Exercise aim: In the entries below, count the lines that contain the string "candlestick", matching case exactly. Give only the number.

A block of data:
----

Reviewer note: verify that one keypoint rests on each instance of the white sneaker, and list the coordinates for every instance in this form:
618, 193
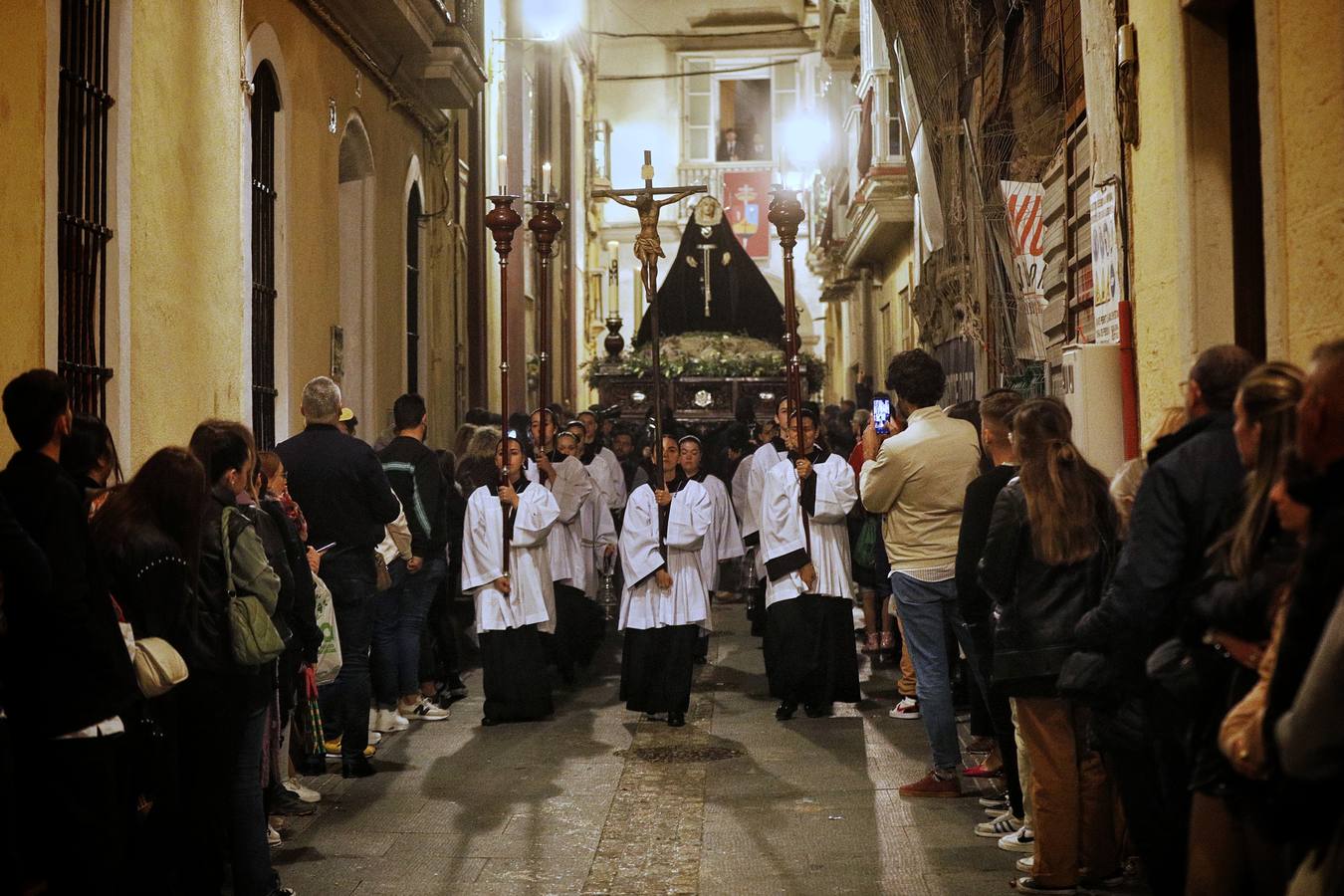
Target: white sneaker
423, 711
388, 722
907, 708
1005, 823
306, 794
1020, 841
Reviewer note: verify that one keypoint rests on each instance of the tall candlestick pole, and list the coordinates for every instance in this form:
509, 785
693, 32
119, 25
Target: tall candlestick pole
786, 214
502, 222
545, 227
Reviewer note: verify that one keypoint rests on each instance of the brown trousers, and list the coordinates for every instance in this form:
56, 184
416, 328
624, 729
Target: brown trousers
1230, 853
1072, 806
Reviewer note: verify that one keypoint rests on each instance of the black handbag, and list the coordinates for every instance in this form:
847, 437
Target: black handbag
1090, 679
1172, 670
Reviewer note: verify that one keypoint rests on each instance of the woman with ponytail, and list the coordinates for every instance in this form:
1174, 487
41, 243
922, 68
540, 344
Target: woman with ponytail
1232, 845
1050, 550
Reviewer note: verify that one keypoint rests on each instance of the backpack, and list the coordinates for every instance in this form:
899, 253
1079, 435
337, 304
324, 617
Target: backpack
253, 638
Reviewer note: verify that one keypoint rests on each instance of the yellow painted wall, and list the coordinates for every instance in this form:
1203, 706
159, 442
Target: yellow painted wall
1301, 69
1179, 188
23, 97
319, 70
185, 239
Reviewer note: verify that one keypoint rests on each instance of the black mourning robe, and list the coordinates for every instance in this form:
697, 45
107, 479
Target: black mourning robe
741, 301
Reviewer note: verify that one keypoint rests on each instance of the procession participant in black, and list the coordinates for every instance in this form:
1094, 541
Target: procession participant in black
809, 598
771, 453
583, 619
664, 603
514, 596
568, 483
723, 541
601, 461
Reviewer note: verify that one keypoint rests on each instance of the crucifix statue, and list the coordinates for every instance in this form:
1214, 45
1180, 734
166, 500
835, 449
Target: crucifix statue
648, 249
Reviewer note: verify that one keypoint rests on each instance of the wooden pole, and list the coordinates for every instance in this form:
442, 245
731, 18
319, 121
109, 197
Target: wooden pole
502, 222
545, 227
786, 214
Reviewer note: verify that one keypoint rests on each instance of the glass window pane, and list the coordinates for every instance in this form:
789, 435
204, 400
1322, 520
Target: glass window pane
699, 82
698, 111
699, 146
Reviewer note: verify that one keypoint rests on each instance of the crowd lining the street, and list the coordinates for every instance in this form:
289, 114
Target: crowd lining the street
1151, 661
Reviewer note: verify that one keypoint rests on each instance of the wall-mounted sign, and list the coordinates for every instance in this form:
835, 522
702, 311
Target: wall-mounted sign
746, 202
1108, 272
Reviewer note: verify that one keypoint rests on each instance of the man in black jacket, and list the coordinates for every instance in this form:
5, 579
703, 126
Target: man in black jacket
399, 621
1189, 497
68, 672
348, 503
997, 411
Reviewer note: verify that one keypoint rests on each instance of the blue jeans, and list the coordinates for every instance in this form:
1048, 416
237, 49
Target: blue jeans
928, 610
344, 702
398, 625
249, 852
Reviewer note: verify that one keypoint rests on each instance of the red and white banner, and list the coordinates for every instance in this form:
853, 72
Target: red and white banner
746, 203
1024, 204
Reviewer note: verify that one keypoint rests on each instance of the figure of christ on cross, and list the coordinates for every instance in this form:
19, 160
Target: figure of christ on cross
648, 249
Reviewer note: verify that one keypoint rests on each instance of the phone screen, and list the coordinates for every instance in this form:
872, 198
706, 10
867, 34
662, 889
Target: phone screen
882, 415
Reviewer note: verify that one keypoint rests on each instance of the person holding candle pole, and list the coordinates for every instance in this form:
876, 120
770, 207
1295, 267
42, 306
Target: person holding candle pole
771, 453
725, 541
570, 485
664, 602
511, 599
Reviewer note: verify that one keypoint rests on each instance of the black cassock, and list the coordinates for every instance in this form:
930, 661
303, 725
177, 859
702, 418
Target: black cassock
741, 299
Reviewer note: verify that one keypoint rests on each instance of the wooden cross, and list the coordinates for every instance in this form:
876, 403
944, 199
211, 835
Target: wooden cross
648, 249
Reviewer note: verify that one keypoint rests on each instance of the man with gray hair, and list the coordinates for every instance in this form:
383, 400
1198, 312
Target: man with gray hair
348, 503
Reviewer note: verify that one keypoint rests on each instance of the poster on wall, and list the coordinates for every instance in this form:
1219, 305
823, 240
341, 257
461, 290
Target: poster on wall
746, 203
1108, 284
1024, 206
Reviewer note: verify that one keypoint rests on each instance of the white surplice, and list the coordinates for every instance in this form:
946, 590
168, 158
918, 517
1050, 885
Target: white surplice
644, 604
613, 484
723, 541
597, 530
531, 598
783, 534
570, 487
763, 461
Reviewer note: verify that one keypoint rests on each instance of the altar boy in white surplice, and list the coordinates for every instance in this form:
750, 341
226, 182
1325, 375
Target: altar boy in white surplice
513, 602
809, 650
665, 602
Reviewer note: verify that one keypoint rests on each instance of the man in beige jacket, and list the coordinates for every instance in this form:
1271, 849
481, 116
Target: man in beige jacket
918, 480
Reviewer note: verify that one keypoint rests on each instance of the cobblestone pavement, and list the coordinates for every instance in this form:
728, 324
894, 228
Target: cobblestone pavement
599, 802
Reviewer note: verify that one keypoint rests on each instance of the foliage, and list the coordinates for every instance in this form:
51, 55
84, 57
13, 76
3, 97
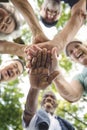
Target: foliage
10, 106
65, 63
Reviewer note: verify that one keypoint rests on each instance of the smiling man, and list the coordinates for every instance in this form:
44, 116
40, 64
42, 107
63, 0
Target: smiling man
11, 70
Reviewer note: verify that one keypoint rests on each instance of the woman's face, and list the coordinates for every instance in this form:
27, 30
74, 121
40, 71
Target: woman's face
10, 71
7, 22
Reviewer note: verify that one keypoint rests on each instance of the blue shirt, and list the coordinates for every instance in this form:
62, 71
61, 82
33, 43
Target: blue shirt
70, 2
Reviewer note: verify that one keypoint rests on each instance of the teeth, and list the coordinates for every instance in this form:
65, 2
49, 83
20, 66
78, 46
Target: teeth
80, 54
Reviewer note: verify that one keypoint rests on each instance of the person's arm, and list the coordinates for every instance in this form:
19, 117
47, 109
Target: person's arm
69, 31
31, 105
26, 10
40, 78
7, 47
70, 91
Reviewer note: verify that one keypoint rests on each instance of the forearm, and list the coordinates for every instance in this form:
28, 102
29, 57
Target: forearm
31, 105
66, 90
12, 48
72, 27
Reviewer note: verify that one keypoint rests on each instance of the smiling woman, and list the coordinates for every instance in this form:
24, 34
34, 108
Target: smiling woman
8, 18
11, 70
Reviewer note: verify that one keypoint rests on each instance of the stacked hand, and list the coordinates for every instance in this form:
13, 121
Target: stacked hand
40, 64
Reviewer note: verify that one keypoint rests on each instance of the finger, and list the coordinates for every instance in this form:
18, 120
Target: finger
44, 57
26, 48
48, 60
52, 76
39, 56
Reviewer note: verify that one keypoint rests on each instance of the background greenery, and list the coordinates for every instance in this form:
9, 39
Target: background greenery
11, 105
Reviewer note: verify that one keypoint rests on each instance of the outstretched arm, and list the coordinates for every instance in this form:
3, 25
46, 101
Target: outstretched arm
12, 48
40, 78
26, 10
69, 91
78, 15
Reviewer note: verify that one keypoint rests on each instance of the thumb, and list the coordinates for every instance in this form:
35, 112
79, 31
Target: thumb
52, 76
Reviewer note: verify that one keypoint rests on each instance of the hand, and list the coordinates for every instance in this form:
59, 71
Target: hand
40, 77
31, 52
79, 8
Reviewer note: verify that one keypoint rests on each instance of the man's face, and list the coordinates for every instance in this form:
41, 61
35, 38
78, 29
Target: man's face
10, 70
49, 103
50, 13
77, 52
7, 22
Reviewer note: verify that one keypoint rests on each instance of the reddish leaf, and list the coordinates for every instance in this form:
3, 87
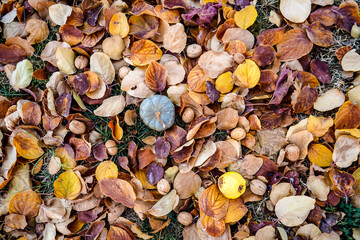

----

Response to this exercise: 2